# start of GIVEN ENTRIES

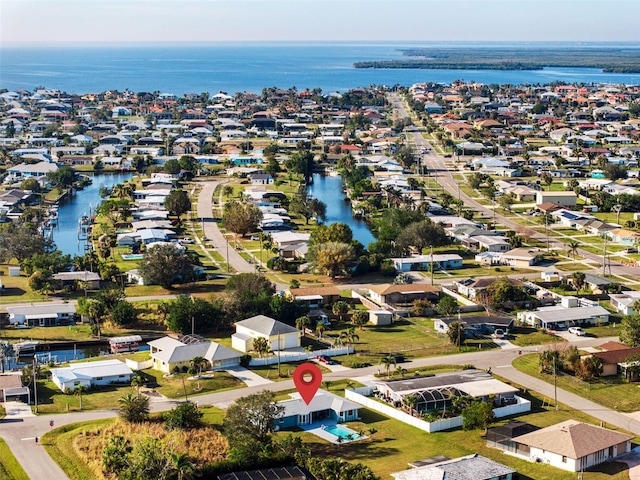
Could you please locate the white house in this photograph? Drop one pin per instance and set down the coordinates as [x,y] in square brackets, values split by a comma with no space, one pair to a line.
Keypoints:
[623,302]
[279,335]
[168,353]
[44,315]
[573,446]
[90,374]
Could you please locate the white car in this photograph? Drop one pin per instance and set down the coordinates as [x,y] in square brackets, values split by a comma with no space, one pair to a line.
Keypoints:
[577,331]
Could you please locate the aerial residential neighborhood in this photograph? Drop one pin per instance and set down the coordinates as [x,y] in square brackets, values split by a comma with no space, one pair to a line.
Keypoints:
[473,311]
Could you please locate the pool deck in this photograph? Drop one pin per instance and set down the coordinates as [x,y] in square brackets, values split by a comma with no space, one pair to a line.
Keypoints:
[317,430]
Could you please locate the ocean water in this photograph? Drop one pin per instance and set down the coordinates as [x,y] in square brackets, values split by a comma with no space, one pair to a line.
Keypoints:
[238,67]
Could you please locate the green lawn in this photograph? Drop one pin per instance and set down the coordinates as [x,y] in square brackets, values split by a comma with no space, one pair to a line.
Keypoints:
[524,337]
[10,469]
[395,444]
[610,392]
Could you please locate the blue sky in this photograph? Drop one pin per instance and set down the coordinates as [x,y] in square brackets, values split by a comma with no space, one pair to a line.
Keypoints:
[82,21]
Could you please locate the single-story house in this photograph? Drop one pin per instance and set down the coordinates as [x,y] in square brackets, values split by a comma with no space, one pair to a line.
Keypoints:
[617,361]
[168,353]
[279,473]
[314,297]
[566,199]
[62,279]
[380,317]
[520,257]
[436,392]
[573,446]
[558,317]
[44,315]
[91,374]
[325,405]
[402,294]
[623,302]
[279,335]
[444,261]
[480,323]
[471,467]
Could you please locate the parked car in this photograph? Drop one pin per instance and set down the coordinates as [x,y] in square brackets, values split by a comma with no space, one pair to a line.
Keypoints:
[577,331]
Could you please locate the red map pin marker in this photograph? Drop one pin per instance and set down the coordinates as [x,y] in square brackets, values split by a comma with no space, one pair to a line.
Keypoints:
[307,378]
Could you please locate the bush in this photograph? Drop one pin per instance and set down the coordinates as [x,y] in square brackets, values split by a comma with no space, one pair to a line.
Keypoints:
[183,417]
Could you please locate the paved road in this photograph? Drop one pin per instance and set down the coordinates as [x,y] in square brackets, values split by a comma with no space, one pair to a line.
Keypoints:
[213,233]
[443,175]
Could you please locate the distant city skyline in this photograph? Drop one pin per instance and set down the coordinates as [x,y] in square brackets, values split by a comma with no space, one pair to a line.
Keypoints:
[80,22]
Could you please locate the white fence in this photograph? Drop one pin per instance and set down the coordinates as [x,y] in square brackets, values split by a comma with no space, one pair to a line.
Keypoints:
[356,395]
[133,365]
[299,356]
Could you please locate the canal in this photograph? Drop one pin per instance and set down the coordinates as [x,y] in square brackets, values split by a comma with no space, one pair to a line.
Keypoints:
[84,202]
[329,190]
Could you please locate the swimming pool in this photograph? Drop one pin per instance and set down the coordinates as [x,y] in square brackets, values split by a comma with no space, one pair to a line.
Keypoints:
[343,432]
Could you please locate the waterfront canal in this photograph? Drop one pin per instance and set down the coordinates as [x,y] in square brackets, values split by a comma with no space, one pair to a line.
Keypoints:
[84,202]
[329,190]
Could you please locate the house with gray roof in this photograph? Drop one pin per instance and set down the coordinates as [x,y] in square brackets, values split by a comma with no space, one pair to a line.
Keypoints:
[91,374]
[169,353]
[471,467]
[43,315]
[279,335]
[573,446]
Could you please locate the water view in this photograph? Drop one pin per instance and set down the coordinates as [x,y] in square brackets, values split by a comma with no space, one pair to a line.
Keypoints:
[329,190]
[84,202]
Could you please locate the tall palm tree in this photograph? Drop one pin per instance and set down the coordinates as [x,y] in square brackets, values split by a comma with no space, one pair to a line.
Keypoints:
[349,336]
[388,361]
[199,363]
[79,391]
[137,382]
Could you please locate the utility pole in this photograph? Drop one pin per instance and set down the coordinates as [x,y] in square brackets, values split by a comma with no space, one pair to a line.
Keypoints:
[555,383]
[35,383]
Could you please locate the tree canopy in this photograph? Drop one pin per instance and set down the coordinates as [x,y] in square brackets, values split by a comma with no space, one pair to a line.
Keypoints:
[165,265]
[241,218]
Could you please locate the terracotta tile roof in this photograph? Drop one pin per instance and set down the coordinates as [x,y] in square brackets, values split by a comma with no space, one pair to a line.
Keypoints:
[573,439]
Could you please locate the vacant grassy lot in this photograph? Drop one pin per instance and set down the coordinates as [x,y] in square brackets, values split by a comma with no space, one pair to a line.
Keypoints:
[395,444]
[388,450]
[610,392]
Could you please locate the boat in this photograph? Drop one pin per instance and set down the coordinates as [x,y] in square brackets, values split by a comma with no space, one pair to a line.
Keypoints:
[125,344]
[25,346]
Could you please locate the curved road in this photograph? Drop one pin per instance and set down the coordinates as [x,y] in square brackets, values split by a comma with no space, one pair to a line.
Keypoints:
[213,233]
[19,435]
[437,164]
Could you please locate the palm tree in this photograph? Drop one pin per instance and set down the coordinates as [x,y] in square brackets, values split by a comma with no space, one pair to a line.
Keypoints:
[388,361]
[400,371]
[199,363]
[349,336]
[340,309]
[79,391]
[573,249]
[182,466]
[137,382]
[410,401]
[302,323]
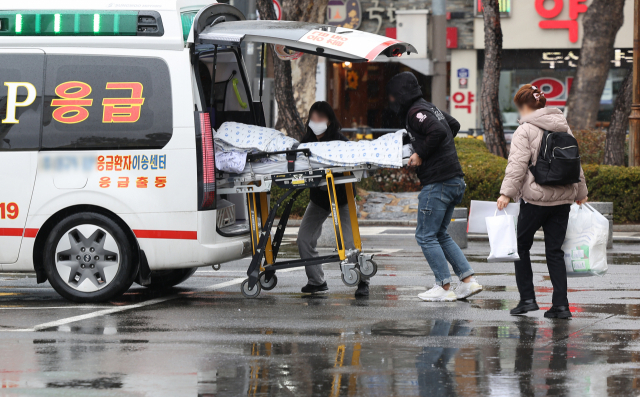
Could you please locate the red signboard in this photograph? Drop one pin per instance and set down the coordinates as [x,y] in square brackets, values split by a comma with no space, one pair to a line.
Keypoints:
[452,37]
[576,7]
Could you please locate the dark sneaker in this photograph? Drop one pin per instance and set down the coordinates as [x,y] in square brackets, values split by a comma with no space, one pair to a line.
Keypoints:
[363,289]
[525,306]
[314,289]
[558,312]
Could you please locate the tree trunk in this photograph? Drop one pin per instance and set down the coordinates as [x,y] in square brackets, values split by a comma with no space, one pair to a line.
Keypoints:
[617,133]
[304,83]
[601,23]
[294,102]
[491,116]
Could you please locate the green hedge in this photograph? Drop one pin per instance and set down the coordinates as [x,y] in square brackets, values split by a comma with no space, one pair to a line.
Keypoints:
[484,173]
[619,185]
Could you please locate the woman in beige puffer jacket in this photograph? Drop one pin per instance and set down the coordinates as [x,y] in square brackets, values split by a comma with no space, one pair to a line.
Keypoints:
[540,205]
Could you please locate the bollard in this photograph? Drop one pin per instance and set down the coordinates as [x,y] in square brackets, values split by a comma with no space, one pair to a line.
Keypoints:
[458,227]
[606,209]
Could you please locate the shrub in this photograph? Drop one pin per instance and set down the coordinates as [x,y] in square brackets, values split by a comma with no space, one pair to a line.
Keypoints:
[620,185]
[591,143]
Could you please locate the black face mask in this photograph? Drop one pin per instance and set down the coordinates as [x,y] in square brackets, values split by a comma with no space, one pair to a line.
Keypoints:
[395,107]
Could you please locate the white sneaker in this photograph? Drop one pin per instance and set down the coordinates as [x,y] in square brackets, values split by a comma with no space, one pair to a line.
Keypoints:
[438,294]
[465,290]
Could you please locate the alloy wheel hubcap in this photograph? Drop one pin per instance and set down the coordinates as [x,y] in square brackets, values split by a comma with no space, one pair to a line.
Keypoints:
[87,258]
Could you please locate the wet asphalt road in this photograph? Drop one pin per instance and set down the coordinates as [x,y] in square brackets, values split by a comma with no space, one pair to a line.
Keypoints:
[203,338]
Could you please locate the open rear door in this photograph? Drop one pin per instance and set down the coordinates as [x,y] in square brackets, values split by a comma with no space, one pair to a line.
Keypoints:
[312,38]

# end of GIVEN ENTRIES

Reproduce verbatim every line from the one containing "Could you please locate the alloy" down through the end of the records above, including both ends.

Could you please locate the alloy wheel hubcap in this photograph? Drop one pin per instance and set down the coordinates as [x,y] in square brackets, values split by a comma with no space, one pair to a line.
Keypoints:
[87,258]
Could you please locate the wet asphalt road in this photograph? Drop one pin per instance and set down the coordinates as [x,y] in square brackets, values split by a comma with no space, one pair to a line.
Keypoints:
[203,338]
Could you please locate the open rear door in this photograph? Drop one pin per instance and set down the coordinates as [x,y] in square brackets, values split by a comma with no space, one pair to a line.
Keypoints:
[312,38]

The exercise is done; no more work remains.